Production Economics Have Shifted
For years after the shale revolution, natural gas was almost too cheap. Producers struggled to turn a profit. Research from Harvard Kennedy School estimated the breakeven price for profitable shale gas extraction at around $4.04 per million BTU without LNG exports. With prices now well above that threshold, producers are profitable, but there’s less incentive to flood the market with additional supply when discipline keeps prices (and margins) higher. The days of $2 gas that defined much of the late 2010s and early 2020s reflected an oversupplied market. Today’s market is closer to balanced, and balanced markets price higher.
What Prices Look Like Going Forward
The January 2026 spike to $7.72 per million BTU was partly seasonal, driven by winter heating demand and cold weather. The EIA’s official forecast expects prices to settle lower over the full year, averaging $4.31 per million BTU in 2026 and $4.38 in 2027. That’s a significant drop from the January peak but still meaningfully higher than the sub-$3 averages that were common just a few years ago.

# PROVIDED RECORDS:
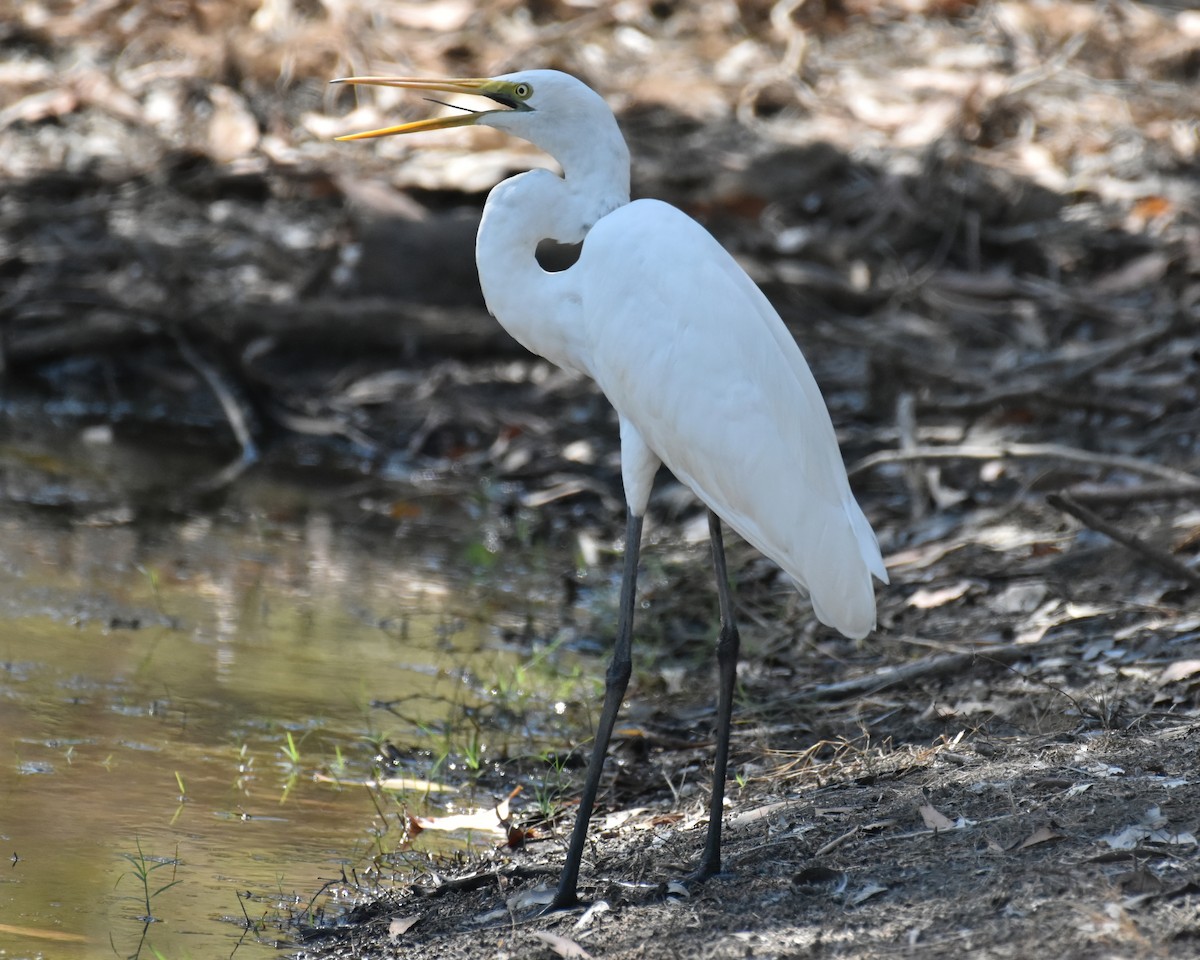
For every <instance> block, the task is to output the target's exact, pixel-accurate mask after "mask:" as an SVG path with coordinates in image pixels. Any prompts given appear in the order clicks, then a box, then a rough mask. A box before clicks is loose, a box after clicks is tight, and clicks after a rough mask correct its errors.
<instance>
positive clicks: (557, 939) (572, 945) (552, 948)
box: [533, 930, 592, 960]
mask: <svg viewBox="0 0 1200 960" xmlns="http://www.w3.org/2000/svg"><path fill="white" fill-rule="evenodd" d="M533 935H534V936H535V937H538V940H540V941H541V942H542V943H548V944H550V947H551V948H552V949H553V950H554V953H557V954H558V955H559V956H563V958H566V960H576V959H577V960H592V954H589V953H588V952H587V950H584V949H583V948H582V947H581V946H580V944H578V943H576V942H575V941H574V940H570V938H568V937H564V936H559V935H558V934H551V932H550V931H548V930H534V934H533Z"/></svg>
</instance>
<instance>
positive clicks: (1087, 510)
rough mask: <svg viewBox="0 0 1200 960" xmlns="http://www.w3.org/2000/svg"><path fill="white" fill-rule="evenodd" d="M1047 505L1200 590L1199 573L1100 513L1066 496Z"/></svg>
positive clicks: (1049, 500)
mask: <svg viewBox="0 0 1200 960" xmlns="http://www.w3.org/2000/svg"><path fill="white" fill-rule="evenodd" d="M1046 503H1049V504H1050V505H1051V506H1055V508H1057V509H1058V510H1062V511H1063V512H1066V514H1070V515H1072V516H1073V517H1075V518H1078V520H1079V521H1080V522H1081V523H1084V524H1085V526H1087V527H1091V528H1092V529H1093V530H1098V532H1099V533H1103V534H1104V535H1105V536H1108V538H1111V539H1112V540H1116V541H1117V542H1118V544H1121V545H1122V546H1127V547H1129V550H1132V551H1133V552H1134V553H1139V554H1141V556H1142V557H1144V558H1146V559H1147V560H1150V562H1151V563H1152V564H1154V566H1157V568H1158V569H1159V570H1162V571H1163V572H1165V574H1168V575H1170V576H1172V577H1180V578H1182V580H1184V581H1187V582H1188V583H1190V584H1192V586H1193V587H1200V574H1198V572H1196V571H1195V570H1192V569H1190V568H1188V566H1186V565H1184V564H1182V563H1180V562H1178V560H1177V559H1175V558H1174V557H1172V556H1171V554H1170V553H1164V552H1163V551H1160V550H1159V548H1158V547H1154V546H1151V545H1150V544H1147V542H1146V541H1145V540H1142V539H1141V538H1140V536H1135V535H1134V534H1132V533H1129V532H1128V530H1122V529H1121V528H1120V527H1117V526H1116V524H1114V523H1109V522H1108V521H1106V520H1105V518H1104V517H1102V516H1100V515H1099V514H1097V512H1094V511H1093V510H1088V509H1087V508H1086V506H1084V505H1082V504H1081V503H1079V502H1076V500H1074V499H1073V498H1072V497H1070V496H1068V494H1066V493H1051V494H1050V496H1048V497H1046Z"/></svg>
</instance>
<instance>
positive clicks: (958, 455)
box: [848, 443, 1200, 486]
mask: <svg viewBox="0 0 1200 960" xmlns="http://www.w3.org/2000/svg"><path fill="white" fill-rule="evenodd" d="M1034 458H1045V460H1066V461H1070V462H1073V463H1086V464H1088V466H1091V467H1104V468H1106V469H1112V470H1129V472H1130V473H1140V474H1144V475H1146V476H1157V478H1159V479H1160V480H1166V481H1168V482H1171V484H1180V485H1184V486H1200V476H1196V475H1195V474H1190V473H1187V472H1186V470H1176V469H1175V468H1174V467H1164V466H1162V464H1160V463H1152V462H1151V461H1148V460H1138V458H1136V457H1127V456H1122V455H1120V454H1098V452H1096V451H1093V450H1081V449H1079V448H1078V446H1066V445H1063V444H1057V443H1006V444H997V445H996V446H984V445H973V444H962V445H954V446H917V448H913V449H912V450H880V451H878V452H875V454H871V455H870V456H866V457H863V458H862V460H860V461H858V463H856V464H854V466H853V467H851V468H850V470H848V473H850V475H851V476H853V475H854V474H858V473H863V472H864V470H869V469H872V468H875V467H881V466H883V464H884V463H906V462H908V461H912V460H1034Z"/></svg>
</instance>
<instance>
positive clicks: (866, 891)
mask: <svg viewBox="0 0 1200 960" xmlns="http://www.w3.org/2000/svg"><path fill="white" fill-rule="evenodd" d="M887 890H888V888H887V887H884V886H882V884H881V883H876V882H875V881H874V880H872V881H870V882H868V883H866V886H865V887H863V889H860V890H859V892H858V893H856V894H854V895H853V896H851V898H850V905H851V906H852V907H857V906H858V905H859V904H865V902H866V901H868V900H870V899H871V898H872V896H878V895H880V894H881V893H887Z"/></svg>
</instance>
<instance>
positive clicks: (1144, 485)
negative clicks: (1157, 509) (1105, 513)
mask: <svg viewBox="0 0 1200 960" xmlns="http://www.w3.org/2000/svg"><path fill="white" fill-rule="evenodd" d="M1067 494H1068V496H1069V497H1070V498H1072V499H1073V500H1075V502H1076V503H1088V504H1093V505H1094V504H1102V503H1148V502H1151V500H1181V499H1190V498H1193V497H1195V498H1200V484H1138V485H1136V486H1132V487H1111V486H1109V487H1102V486H1087V485H1076V486H1073V487H1068V488H1067Z"/></svg>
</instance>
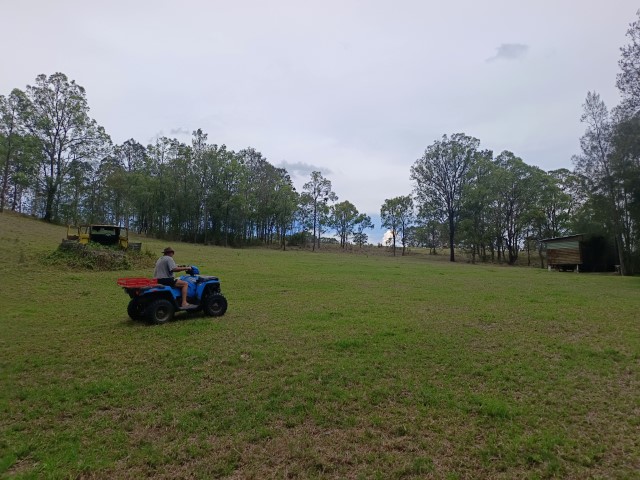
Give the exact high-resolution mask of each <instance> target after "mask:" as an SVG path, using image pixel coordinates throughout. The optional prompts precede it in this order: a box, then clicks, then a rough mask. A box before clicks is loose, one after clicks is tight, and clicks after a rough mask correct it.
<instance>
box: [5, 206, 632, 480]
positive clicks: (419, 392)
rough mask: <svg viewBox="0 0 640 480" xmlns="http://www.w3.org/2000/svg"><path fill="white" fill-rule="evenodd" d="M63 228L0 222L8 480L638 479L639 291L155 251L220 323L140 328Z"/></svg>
mask: <svg viewBox="0 0 640 480" xmlns="http://www.w3.org/2000/svg"><path fill="white" fill-rule="evenodd" d="M65 231H66V230H65V229H64V228H62V227H56V226H51V225H46V224H43V223H41V222H37V221H35V220H31V219H25V218H20V217H17V216H15V215H11V214H7V213H4V214H0V247H1V248H2V251H3V259H2V261H1V263H0V274H1V275H2V281H1V282H0V294H1V298H2V307H1V308H0V332H2V333H1V334H0V382H1V386H2V388H1V390H0V475H2V476H4V477H10V478H42V477H45V478H46V477H52V478H60V477H62V478H67V477H83V476H87V477H102V478H112V477H115V478H133V477H144V476H156V477H164V478H184V477H195V478H216V477H218V478H219V477H227V476H228V477H233V478H256V479H259V478H260V479H261V478H367V479H368V478H380V479H388V478H443V479H463V478H505V479H507V478H509V479H510V478H531V479H535V478H580V479H582V478H621V479H622V478H638V467H639V466H640V445H639V444H638V438H640V413H639V412H640V325H639V323H638V321H639V320H638V319H639V318H640V315H639V314H638V312H640V295H639V291H640V278H625V277H617V276H608V275H587V274H579V275H578V274H573V273H556V272H553V273H552V272H547V271H544V270H537V269H527V268H507V267H499V266H482V265H476V266H472V265H468V264H450V263H448V262H446V261H442V259H433V258H432V257H430V256H428V255H421V254H415V253H414V254H413V255H410V256H408V257H395V258H394V257H391V256H388V254H380V251H379V250H378V249H374V250H372V251H371V252H370V254H369V255H364V254H359V255H357V254H341V253H335V252H334V253H327V252H324V253H311V252H301V251H297V250H292V251H287V252H281V251H275V250H266V249H245V250H233V249H223V248H217V247H205V246H196V245H187V244H180V243H176V242H167V243H170V244H171V246H173V247H174V249H175V250H176V260H177V262H178V263H193V264H196V265H198V266H199V267H200V270H201V271H202V272H203V273H206V274H216V275H219V276H220V278H221V280H222V287H223V292H224V293H225V295H226V296H227V298H228V301H229V310H228V312H227V314H226V315H225V316H224V317H221V318H217V319H211V318H208V317H202V316H198V315H196V316H191V317H184V316H183V317H182V319H179V320H176V321H174V322H171V323H169V324H167V325H163V326H148V325H145V324H143V323H136V322H132V321H131V320H129V319H128V317H127V314H126V305H127V301H128V298H127V297H126V296H125V295H124V293H123V292H122V290H121V289H119V288H118V287H117V286H116V279H117V278H118V277H122V276H150V275H151V271H150V270H144V269H139V270H130V271H124V272H123V271H118V272H115V271H114V272H111V271H108V272H97V271H90V270H74V269H72V268H69V267H64V266H60V265H52V264H51V262H47V261H46V260H45V257H46V256H47V255H49V254H50V253H51V252H52V251H54V250H55V249H56V247H57V245H58V243H59V242H60V239H61V238H62V237H63V236H64V234H65ZM141 241H142V242H143V250H149V251H151V252H153V253H154V255H155V254H157V255H159V253H160V251H161V250H162V248H163V247H164V246H165V243H161V242H159V241H156V240H149V239H146V238H143V239H141Z"/></svg>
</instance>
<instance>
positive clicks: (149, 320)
mask: <svg viewBox="0 0 640 480" xmlns="http://www.w3.org/2000/svg"><path fill="white" fill-rule="evenodd" d="M175 311H176V309H175V307H174V306H173V303H171V302H170V301H169V300H165V299H164V298H161V299H160V300H156V301H155V302H153V303H152V304H151V305H149V307H148V308H147V309H146V316H147V320H149V321H150V322H151V323H156V324H163V323H167V322H169V321H171V319H172V318H173V314H174V312H175Z"/></svg>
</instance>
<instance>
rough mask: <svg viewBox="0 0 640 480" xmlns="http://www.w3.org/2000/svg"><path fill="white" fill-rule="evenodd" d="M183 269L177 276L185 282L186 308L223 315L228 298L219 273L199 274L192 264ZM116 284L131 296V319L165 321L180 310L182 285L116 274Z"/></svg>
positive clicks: (225, 307) (217, 314)
mask: <svg viewBox="0 0 640 480" xmlns="http://www.w3.org/2000/svg"><path fill="white" fill-rule="evenodd" d="M186 273H187V274H186V275H182V276H180V277H179V278H180V280H182V281H184V282H186V283H187V284H188V290H187V300H188V302H189V304H190V306H189V307H190V308H189V309H188V311H190V312H194V311H202V312H204V313H205V314H206V315H209V316H212V317H220V316H222V315H224V314H225V312H226V311H227V299H226V298H225V297H224V295H222V291H221V290H220V280H219V279H218V277H212V276H206V275H200V270H199V269H198V267H196V266H194V265H192V266H191V267H189V269H187V270H186ZM118 285H119V286H121V287H122V288H123V289H124V291H125V293H126V294H127V295H129V298H131V300H130V301H129V305H128V306H127V313H128V314H129V316H130V317H131V318H132V319H133V320H148V321H149V322H151V323H156V324H161V323H166V322H168V321H170V320H171V319H172V318H173V315H174V313H175V312H176V311H177V310H182V308H181V304H182V302H181V299H182V291H181V289H180V288H176V287H171V286H168V285H161V284H159V283H158V280H157V279H156V278H152V279H150V278H140V277H133V278H132V277H129V278H119V279H118Z"/></svg>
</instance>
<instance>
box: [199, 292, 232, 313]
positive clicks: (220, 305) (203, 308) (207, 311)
mask: <svg viewBox="0 0 640 480" xmlns="http://www.w3.org/2000/svg"><path fill="white" fill-rule="evenodd" d="M202 309H203V310H204V313H206V314H207V315H209V316H210V317H221V316H222V315H224V313H225V312H226V311H227V299H226V298H224V296H223V295H221V294H219V293H215V294H213V295H207V296H206V297H205V298H203V299H202Z"/></svg>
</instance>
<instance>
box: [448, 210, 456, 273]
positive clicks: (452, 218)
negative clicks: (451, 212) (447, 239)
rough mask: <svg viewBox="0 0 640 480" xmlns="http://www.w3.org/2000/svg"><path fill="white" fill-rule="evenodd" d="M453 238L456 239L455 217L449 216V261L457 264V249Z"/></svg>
mask: <svg viewBox="0 0 640 480" xmlns="http://www.w3.org/2000/svg"><path fill="white" fill-rule="evenodd" d="M453 237H454V230H453V215H450V216H449V252H450V253H449V261H450V262H455V261H456V254H455V248H454V246H453Z"/></svg>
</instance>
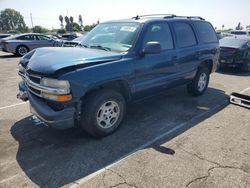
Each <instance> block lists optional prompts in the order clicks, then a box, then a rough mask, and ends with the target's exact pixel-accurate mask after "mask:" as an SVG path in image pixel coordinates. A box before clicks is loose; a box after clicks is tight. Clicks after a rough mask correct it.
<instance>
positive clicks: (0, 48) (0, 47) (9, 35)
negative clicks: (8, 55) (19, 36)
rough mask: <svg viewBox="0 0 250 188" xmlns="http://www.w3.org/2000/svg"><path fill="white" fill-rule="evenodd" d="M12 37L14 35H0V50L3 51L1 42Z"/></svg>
mask: <svg viewBox="0 0 250 188" xmlns="http://www.w3.org/2000/svg"><path fill="white" fill-rule="evenodd" d="M10 36H12V35H11V34H0V49H2V44H1V41H2V40H3V39H4V38H7V37H10Z"/></svg>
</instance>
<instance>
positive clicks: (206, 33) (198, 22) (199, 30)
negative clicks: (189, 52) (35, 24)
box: [194, 22, 218, 43]
mask: <svg viewBox="0 0 250 188" xmlns="http://www.w3.org/2000/svg"><path fill="white" fill-rule="evenodd" d="M194 25H195V27H196V29H197V33H198V36H199V38H200V40H201V42H202V43H209V42H217V41H218V39H217V36H216V34H215V32H214V29H213V27H212V25H211V24H209V23H207V22H194Z"/></svg>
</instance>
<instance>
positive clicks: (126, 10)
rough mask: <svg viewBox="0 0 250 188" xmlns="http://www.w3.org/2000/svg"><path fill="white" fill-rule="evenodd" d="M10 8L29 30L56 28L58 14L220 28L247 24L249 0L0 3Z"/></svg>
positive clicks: (86, 19) (90, 18)
mask: <svg viewBox="0 0 250 188" xmlns="http://www.w3.org/2000/svg"><path fill="white" fill-rule="evenodd" d="M5 8H13V9H15V10H17V11H19V12H21V14H22V15H23V16H24V18H25V22H26V24H27V25H28V26H29V27H31V19H30V14H32V17H33V23H34V25H42V26H44V27H47V28H49V29H51V28H59V27H60V22H59V19H58V17H59V15H60V14H62V15H63V16H66V15H68V16H73V17H74V20H75V21H78V15H79V14H81V15H82V17H83V22H84V24H92V23H93V22H96V21H97V20H98V18H99V19H100V21H101V22H102V21H107V20H113V19H122V18H130V17H132V16H135V15H137V14H139V15H142V14H152V13H169V14H176V15H185V16H186V15H188V16H201V17H203V18H205V19H206V20H208V21H210V22H211V23H212V24H213V25H214V26H215V27H217V28H218V29H220V28H221V27H222V25H223V24H224V25H225V28H235V27H236V25H237V24H238V22H241V24H242V25H243V26H246V25H250V0H238V1H237V0H153V1H152V0H123V1H121V0H105V1H104V0H40V1H39V0H0V10H3V9H5Z"/></svg>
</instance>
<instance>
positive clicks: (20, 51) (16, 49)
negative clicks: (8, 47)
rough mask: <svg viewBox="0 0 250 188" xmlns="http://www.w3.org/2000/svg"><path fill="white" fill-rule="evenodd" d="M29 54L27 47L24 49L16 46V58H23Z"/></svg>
mask: <svg viewBox="0 0 250 188" xmlns="http://www.w3.org/2000/svg"><path fill="white" fill-rule="evenodd" d="M28 52H29V49H28V47H26V46H18V47H17V48H16V54H17V55H18V56H24V55H25V54H27V53H28Z"/></svg>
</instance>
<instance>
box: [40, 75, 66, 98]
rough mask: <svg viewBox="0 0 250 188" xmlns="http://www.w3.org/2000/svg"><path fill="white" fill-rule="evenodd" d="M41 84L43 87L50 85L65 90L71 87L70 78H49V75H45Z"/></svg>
mask: <svg viewBox="0 0 250 188" xmlns="http://www.w3.org/2000/svg"><path fill="white" fill-rule="evenodd" d="M40 85H41V86H43V87H49V88H53V89H65V90H69V89H70V83H69V81H68V80H58V79H54V78H47V77H43V78H42V79H41V81H40ZM65 94H66V93H65Z"/></svg>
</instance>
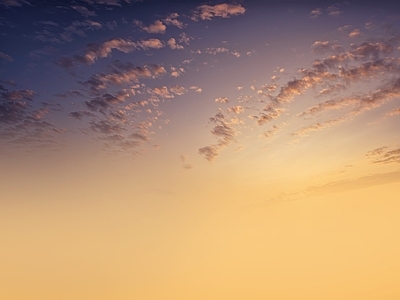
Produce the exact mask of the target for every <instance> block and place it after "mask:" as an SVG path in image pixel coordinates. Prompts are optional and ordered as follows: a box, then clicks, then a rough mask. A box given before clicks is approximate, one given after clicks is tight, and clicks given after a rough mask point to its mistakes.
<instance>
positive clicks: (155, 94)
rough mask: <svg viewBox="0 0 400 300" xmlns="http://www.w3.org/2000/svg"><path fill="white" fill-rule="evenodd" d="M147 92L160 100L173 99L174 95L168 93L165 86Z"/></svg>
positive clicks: (159, 87) (153, 89) (168, 91)
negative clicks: (158, 98) (160, 97)
mask: <svg viewBox="0 0 400 300" xmlns="http://www.w3.org/2000/svg"><path fill="white" fill-rule="evenodd" d="M149 92H150V93H152V94H154V95H156V96H160V97H162V98H174V95H172V94H171V93H170V92H169V90H168V88H167V87H166V86H165V85H164V86H162V87H156V88H154V89H152V90H149Z"/></svg>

# TASKS FOR THIS EXERCISE:
• A. According to the natural gas pricing passage, what average price per million BTU does the EIA forecast for 2026?
• B. Extend the natural gas pricing passage past its last sentence.

# EXPECTED RESULTS:
• A. $4.31 per million BTU

• B.
The forces keeping prices elevated are mostly structural. LNG export capacity will keep growing. Power generation will keep leaning on gas. Global buyers will keep competing for American supply. Prices will fluctuate with the weather and with geopolitical developments, but the era of consistently cheap natural gas in the U.S. has likely passed. The market has fundamentally changed from one where nearly all production stayed domestic to one where American gas competes on a global stage, and domestic consumers now pay prices that reflect that global demand.